>>>>>

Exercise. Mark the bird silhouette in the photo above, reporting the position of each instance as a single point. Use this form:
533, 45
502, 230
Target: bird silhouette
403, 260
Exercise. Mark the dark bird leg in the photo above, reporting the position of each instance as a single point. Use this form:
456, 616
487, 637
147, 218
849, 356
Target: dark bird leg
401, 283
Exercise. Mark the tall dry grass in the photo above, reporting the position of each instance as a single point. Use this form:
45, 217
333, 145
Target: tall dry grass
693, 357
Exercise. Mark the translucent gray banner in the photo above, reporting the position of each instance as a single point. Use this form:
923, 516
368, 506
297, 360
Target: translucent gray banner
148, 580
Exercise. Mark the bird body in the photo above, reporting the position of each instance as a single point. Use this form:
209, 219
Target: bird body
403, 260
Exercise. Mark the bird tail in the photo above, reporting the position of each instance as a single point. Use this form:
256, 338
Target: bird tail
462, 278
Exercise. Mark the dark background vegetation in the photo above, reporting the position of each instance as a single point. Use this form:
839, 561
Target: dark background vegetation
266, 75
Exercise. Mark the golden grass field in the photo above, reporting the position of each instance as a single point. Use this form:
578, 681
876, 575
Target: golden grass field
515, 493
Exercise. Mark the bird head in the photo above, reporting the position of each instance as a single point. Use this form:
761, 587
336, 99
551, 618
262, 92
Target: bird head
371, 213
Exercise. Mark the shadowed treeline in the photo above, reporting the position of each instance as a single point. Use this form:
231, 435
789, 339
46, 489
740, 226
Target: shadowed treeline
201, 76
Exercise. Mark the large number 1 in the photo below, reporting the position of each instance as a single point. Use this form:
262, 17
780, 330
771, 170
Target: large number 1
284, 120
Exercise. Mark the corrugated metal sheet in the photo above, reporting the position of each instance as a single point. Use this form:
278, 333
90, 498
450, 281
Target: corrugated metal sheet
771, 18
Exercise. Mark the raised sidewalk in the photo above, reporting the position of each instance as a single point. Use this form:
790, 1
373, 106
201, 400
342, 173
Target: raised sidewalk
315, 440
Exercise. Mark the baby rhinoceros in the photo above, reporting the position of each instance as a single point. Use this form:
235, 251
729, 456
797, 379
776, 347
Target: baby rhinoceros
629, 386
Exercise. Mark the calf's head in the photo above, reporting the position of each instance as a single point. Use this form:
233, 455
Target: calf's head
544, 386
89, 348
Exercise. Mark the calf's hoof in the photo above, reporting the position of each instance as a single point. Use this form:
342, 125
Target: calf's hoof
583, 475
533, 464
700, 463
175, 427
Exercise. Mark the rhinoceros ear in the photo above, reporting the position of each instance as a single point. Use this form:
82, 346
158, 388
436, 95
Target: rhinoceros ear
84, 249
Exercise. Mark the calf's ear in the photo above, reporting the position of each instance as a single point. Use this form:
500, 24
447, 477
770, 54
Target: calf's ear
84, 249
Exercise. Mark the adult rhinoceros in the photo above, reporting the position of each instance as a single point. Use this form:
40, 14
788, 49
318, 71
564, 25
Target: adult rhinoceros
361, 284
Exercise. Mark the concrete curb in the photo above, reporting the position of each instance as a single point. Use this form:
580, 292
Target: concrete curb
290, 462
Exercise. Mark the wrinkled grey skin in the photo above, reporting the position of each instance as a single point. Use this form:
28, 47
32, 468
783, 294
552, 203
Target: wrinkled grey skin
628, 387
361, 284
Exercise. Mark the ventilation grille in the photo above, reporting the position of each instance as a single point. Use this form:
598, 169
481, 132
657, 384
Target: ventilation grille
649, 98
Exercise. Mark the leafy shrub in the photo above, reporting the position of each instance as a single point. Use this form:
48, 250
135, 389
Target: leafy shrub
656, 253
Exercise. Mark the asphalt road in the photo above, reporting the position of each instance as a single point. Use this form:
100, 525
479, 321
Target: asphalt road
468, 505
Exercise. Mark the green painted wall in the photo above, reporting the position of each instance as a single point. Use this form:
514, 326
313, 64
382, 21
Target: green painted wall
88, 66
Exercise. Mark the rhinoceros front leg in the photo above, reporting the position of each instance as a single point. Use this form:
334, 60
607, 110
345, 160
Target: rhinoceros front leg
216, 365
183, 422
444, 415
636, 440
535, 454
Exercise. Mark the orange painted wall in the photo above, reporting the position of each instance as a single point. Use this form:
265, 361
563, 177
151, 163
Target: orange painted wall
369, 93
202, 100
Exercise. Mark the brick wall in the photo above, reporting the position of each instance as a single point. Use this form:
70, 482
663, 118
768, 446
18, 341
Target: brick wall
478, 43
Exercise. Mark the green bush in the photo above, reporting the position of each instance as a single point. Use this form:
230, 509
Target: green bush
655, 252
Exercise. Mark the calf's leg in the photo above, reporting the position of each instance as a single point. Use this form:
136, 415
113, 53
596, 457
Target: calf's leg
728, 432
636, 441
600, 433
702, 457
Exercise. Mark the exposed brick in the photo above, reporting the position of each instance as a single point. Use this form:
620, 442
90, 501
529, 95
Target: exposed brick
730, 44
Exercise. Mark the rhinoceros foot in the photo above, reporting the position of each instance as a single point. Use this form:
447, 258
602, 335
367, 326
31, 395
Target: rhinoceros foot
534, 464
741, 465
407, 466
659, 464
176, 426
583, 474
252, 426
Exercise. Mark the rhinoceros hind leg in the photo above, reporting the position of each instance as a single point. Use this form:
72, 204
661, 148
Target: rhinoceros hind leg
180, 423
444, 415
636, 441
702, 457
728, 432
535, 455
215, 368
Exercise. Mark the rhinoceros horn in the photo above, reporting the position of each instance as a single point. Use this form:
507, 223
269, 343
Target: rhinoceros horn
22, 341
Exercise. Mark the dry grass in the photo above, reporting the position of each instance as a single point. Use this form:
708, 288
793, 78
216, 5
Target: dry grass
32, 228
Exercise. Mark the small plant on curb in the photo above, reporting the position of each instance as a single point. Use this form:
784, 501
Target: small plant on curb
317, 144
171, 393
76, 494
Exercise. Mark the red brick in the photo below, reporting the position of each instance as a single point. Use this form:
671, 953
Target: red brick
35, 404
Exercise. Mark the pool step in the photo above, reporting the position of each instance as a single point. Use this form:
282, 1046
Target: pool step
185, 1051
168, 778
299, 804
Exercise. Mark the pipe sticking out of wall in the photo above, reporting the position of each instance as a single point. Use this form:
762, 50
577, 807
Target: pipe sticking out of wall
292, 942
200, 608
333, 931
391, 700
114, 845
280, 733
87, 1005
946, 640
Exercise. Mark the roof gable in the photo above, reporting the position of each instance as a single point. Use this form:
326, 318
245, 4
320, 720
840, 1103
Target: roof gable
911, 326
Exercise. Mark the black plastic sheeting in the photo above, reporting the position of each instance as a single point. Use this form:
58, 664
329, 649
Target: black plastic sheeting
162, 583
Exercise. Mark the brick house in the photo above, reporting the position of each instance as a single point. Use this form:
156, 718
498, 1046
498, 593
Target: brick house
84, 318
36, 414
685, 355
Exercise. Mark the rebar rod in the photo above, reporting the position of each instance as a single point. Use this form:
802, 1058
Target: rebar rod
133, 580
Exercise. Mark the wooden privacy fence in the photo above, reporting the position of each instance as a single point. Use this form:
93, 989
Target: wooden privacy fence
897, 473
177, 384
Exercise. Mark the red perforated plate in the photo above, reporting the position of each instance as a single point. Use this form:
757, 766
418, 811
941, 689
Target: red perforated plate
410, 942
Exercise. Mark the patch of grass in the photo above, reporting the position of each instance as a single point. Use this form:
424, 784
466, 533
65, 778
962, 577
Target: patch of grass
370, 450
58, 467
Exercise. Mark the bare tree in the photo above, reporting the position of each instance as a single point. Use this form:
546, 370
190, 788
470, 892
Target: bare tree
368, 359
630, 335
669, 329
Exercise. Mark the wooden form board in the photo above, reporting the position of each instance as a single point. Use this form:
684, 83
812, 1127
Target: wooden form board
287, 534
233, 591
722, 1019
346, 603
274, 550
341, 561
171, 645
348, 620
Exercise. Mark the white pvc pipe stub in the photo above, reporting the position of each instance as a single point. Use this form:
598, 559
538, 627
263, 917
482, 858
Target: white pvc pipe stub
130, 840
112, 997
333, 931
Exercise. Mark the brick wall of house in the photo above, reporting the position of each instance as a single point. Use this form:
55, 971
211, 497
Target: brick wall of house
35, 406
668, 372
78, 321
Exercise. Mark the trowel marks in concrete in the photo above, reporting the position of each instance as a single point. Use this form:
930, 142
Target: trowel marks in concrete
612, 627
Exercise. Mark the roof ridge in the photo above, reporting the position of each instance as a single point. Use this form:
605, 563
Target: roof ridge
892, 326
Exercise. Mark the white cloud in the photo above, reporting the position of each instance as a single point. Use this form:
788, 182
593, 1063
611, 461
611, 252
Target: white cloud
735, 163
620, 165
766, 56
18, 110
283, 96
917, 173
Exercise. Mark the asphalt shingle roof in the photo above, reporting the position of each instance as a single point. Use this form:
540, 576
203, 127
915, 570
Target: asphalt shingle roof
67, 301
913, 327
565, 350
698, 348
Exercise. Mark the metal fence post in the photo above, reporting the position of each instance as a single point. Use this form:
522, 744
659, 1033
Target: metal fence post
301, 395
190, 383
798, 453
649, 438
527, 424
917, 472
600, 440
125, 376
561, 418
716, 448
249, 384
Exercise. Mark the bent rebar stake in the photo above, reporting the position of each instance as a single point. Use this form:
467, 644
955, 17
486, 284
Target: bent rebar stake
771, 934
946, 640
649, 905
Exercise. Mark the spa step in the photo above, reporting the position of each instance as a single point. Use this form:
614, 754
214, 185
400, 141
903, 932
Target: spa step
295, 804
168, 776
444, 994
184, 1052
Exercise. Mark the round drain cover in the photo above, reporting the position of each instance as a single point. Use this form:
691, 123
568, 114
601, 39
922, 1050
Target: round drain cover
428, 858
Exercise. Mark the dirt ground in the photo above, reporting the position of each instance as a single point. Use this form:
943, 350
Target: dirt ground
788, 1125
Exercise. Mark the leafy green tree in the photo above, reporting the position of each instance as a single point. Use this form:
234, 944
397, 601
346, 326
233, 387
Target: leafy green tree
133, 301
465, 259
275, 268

<<<<<

__Objective__.
Beginning at the line that holds "Exercise. Mark the round", reproduce each line of the records above down to and including the last one.

__Response__.
Exercise. Mark the round drain cover in the photo above, reporting the position of each instance as a single point. Use this form:
691, 123
568, 114
601, 39
922, 1050
Target: round drain cover
428, 858
Exercise. Mark the dirt ground in the photo above, reporting the position of each instance as a single point. Use this form:
943, 350
Target: dirt ground
788, 1125
Exercise. Mark the leafy green tree in the photo above, reporting the position of each instance as a single point. Use this form:
234, 944
397, 601
346, 326
233, 387
Target: leafy green tree
133, 301
465, 259
275, 268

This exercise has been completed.